• What is being asked
Update the rows from the line containing "pants. Return only the coordinates." through the end of the rows, replacing "banner pole" with "flagpole" and leaving everything else unchanged. Return only those lines.
-- Start --
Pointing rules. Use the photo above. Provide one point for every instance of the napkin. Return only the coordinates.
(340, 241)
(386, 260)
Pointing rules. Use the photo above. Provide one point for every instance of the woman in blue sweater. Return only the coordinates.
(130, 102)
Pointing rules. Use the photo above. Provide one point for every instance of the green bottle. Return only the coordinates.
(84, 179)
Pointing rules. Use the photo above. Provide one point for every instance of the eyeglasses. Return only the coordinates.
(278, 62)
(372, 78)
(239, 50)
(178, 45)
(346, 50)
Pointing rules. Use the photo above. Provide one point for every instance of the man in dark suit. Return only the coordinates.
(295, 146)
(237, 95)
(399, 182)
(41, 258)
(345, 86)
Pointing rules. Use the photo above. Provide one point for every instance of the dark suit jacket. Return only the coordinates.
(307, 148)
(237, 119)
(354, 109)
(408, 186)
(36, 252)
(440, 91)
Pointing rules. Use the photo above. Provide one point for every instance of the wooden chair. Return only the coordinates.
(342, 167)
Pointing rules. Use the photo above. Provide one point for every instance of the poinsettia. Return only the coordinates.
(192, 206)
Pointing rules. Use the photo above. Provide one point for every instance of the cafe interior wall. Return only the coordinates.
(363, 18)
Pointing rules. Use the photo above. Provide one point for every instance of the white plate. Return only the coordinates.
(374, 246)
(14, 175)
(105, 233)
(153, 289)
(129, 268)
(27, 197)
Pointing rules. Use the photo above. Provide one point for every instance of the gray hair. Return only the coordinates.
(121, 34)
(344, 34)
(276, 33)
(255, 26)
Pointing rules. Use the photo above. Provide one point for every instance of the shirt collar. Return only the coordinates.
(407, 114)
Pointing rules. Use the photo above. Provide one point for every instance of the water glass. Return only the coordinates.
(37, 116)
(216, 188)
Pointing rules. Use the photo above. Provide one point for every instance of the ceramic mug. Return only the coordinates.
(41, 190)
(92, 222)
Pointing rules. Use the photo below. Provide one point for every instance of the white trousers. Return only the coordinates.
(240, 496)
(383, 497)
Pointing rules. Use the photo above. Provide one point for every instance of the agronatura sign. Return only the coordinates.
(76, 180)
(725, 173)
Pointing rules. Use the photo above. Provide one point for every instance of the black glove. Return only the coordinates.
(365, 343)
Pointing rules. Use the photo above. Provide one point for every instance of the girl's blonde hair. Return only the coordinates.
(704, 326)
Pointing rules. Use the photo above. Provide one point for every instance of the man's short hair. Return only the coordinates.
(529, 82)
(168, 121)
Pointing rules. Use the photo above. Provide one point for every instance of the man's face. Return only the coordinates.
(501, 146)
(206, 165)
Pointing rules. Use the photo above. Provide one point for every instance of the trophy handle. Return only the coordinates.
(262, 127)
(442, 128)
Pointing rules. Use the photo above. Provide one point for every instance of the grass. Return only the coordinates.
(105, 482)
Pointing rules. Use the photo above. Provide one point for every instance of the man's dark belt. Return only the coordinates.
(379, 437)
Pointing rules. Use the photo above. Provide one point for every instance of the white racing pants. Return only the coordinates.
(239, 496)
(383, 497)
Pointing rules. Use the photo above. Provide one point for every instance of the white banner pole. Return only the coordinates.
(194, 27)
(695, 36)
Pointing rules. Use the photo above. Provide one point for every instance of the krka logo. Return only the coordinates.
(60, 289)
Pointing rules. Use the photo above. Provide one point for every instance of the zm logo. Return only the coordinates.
-- End --
• Response for this exercise
Pointing rules. Use the photo above. Provide one point for every instance of the white racing pants. Return only the coordinates.
(239, 496)
(383, 497)
Pointing rules. Use the photo above. Provide one point for every instance of the white flagpole. Return only the coordinates.
(194, 27)
(695, 36)
Pointing rules. Use the photo above. Provide one point for every instance of the krka logo. Return only the coordinates.
(60, 289)
Pointing rules. Use the photo above. Provide one point for every instance of the zm logo. Return only the coordinates.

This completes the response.